Working data |
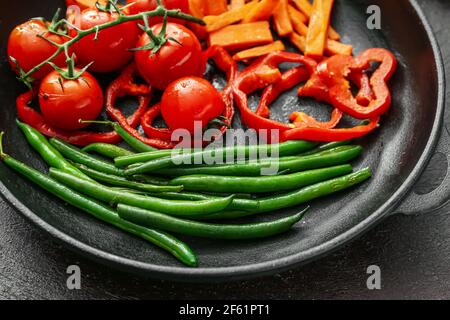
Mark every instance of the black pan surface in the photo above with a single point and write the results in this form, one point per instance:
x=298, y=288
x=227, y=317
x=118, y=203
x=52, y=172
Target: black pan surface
x=398, y=153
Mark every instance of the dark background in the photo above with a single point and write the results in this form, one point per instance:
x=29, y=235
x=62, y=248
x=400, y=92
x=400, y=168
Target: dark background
x=413, y=252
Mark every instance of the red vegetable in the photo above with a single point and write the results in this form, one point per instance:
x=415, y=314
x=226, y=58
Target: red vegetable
x=180, y=56
x=149, y=5
x=110, y=50
x=27, y=47
x=329, y=83
x=124, y=85
x=189, y=100
x=65, y=102
x=225, y=63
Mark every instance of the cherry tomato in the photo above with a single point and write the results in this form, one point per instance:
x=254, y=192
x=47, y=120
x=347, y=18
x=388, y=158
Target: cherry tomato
x=64, y=102
x=110, y=51
x=29, y=50
x=188, y=100
x=174, y=60
x=148, y=5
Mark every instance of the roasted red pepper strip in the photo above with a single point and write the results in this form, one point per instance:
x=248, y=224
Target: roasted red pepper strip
x=332, y=75
x=224, y=62
x=301, y=120
x=123, y=86
x=82, y=138
x=329, y=135
x=260, y=74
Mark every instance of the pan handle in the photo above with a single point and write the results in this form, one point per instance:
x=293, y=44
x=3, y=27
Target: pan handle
x=438, y=198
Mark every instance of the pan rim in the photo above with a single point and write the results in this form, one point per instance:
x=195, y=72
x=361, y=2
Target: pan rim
x=270, y=267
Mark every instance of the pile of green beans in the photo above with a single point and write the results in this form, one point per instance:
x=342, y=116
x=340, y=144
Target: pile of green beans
x=113, y=184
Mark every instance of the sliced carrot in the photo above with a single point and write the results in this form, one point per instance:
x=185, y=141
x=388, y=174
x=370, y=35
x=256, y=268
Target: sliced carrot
x=335, y=47
x=236, y=4
x=319, y=23
x=241, y=36
x=306, y=8
x=216, y=7
x=259, y=51
x=283, y=25
x=261, y=12
x=297, y=21
x=297, y=15
x=214, y=23
x=298, y=41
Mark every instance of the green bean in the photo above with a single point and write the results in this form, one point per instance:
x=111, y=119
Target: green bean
x=123, y=182
x=140, y=158
x=134, y=143
x=161, y=239
x=284, y=149
x=256, y=185
x=324, y=159
x=76, y=155
x=50, y=155
x=237, y=204
x=208, y=230
x=327, y=146
x=113, y=197
x=299, y=197
x=110, y=151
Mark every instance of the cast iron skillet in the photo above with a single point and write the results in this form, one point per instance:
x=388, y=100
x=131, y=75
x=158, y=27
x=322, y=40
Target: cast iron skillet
x=398, y=154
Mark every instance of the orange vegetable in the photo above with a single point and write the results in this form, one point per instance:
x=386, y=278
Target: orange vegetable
x=332, y=48
x=242, y=36
x=262, y=11
x=259, y=51
x=235, y=4
x=306, y=8
x=84, y=4
x=214, y=23
x=319, y=23
x=335, y=47
x=297, y=21
x=281, y=19
x=216, y=7
x=298, y=41
x=197, y=8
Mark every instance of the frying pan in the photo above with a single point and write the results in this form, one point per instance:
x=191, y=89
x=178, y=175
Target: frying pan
x=398, y=153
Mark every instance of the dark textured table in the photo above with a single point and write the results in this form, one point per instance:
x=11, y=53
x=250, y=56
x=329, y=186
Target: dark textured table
x=413, y=252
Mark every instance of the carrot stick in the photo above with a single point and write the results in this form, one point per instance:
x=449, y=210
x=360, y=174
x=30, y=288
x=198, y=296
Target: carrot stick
x=298, y=21
x=306, y=8
x=282, y=22
x=298, y=41
x=241, y=36
x=236, y=4
x=334, y=47
x=262, y=11
x=216, y=7
x=197, y=8
x=259, y=51
x=214, y=23
x=297, y=15
x=319, y=23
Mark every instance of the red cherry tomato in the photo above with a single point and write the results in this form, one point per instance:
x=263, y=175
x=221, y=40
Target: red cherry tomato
x=148, y=5
x=110, y=51
x=188, y=100
x=29, y=50
x=174, y=60
x=64, y=102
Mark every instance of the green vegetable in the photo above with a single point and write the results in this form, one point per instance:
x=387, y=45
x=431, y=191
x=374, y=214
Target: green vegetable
x=161, y=239
x=107, y=150
x=284, y=149
x=257, y=185
x=113, y=197
x=208, y=230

Task goal | Retype every one of the records above character for character, and leave the pictures out of your copy.

Response |
Mark every instance of the black pan surface in the photo above with a single point and write the results in this form, one point per instance:
x=298, y=288
x=227, y=317
x=118, y=203
x=52, y=172
Target: black pan surface
x=398, y=153
Mark every instance of the dark background in the photo above with a single point and write the results in this form, one point per instance:
x=29, y=235
x=62, y=248
x=400, y=92
x=400, y=168
Target: dark background
x=413, y=252
Mark every instance of the red vegetable in the photo above with a single point and write the results in this form, one point per instance:
x=415, y=314
x=226, y=58
Target: red vegetable
x=180, y=56
x=149, y=5
x=110, y=50
x=27, y=47
x=329, y=83
x=124, y=85
x=189, y=100
x=65, y=102
x=225, y=63
Mark every instance of the cherry tomato in the photo above with a single point and write the results in this form, one point per instance:
x=254, y=192
x=47, y=120
x=347, y=18
x=388, y=158
Target: cherry tomato
x=64, y=102
x=110, y=51
x=29, y=50
x=188, y=100
x=174, y=60
x=148, y=5
Mark every instance of the roasted red pepper strip in the photo above with a single point and write the results in this form, one point per instance:
x=248, y=224
Target: roasted red pepper strip
x=332, y=75
x=224, y=62
x=301, y=120
x=123, y=86
x=82, y=138
x=329, y=135
x=260, y=74
Mark every instance of the pan handle in the photo above with a single point and write the results in this form, one point per instance:
x=293, y=44
x=3, y=27
Target: pan handle
x=438, y=198
Mark every instance of the pan rim in the photo above with a single point and write the results in this form, one point per instance:
x=195, y=72
x=361, y=2
Target: pan rim
x=270, y=267
Mark every instance of the pile of green beans in the photo above with a single point and write the results in this form, one point per instance:
x=342, y=116
x=340, y=144
Target: pile of green beans
x=113, y=184
Mark every instance of the sliced carrot in the photo above with a single point and write the results in this form, one point per instance:
x=185, y=141
x=388, y=174
x=370, y=35
x=256, y=268
Target: sliced carrot
x=335, y=47
x=236, y=4
x=319, y=23
x=241, y=36
x=306, y=8
x=216, y=7
x=259, y=51
x=283, y=25
x=261, y=12
x=297, y=21
x=297, y=15
x=214, y=23
x=298, y=41
Mark every instance of the green bean in the photo above with a single point and write the results in this form, one point per instance:
x=111, y=119
Target: green bean
x=123, y=182
x=140, y=158
x=134, y=143
x=161, y=239
x=284, y=149
x=256, y=185
x=324, y=159
x=76, y=155
x=50, y=155
x=237, y=204
x=208, y=230
x=327, y=146
x=113, y=197
x=299, y=197
x=110, y=151
Mark every instance of the cast iron skillet in the photo above with a single point and write the results in this form, one point per instance:
x=388, y=100
x=131, y=75
x=158, y=27
x=322, y=40
Target: cast iron skillet
x=398, y=154
Mark every instance of the orange vegetable in the photo above with a single point and write the results in this form, one point per instance:
x=386, y=278
Target: orange vegetable
x=332, y=48
x=242, y=36
x=262, y=11
x=259, y=51
x=235, y=4
x=306, y=8
x=84, y=4
x=214, y=23
x=319, y=23
x=335, y=47
x=297, y=21
x=281, y=19
x=216, y=7
x=298, y=41
x=197, y=8
Mark every instance of the frying pan in the photo above with a single point and write the results in this form, one point per instance:
x=191, y=89
x=178, y=175
Target: frying pan
x=398, y=153
Mark every instance of the dark textured table in the photo above with a single point and write the results in this form, one point per instance:
x=11, y=53
x=250, y=56
x=329, y=186
Target: dark textured table
x=413, y=252
Mark every instance of the carrot stick in the photo above with a single point and write the results in this form, one point per instance:
x=449, y=210
x=360, y=174
x=30, y=288
x=198, y=296
Target: carrot stick
x=298, y=21
x=306, y=8
x=282, y=22
x=298, y=41
x=241, y=36
x=236, y=4
x=334, y=47
x=262, y=11
x=216, y=7
x=197, y=8
x=259, y=51
x=214, y=23
x=297, y=15
x=319, y=23
Mark every instance of the red cherry tomato in the photo above with a single point and write the results in this form, one point per instance:
x=263, y=175
x=221, y=40
Target: red cherry tomato
x=148, y=5
x=110, y=51
x=188, y=100
x=29, y=50
x=174, y=60
x=64, y=102
Mark every instance of the green vegetable in the photo above with a single point and write the results in this form, one point per instance:
x=387, y=45
x=431, y=191
x=374, y=214
Target: green vegetable
x=161, y=239
x=107, y=150
x=284, y=149
x=257, y=185
x=113, y=197
x=208, y=230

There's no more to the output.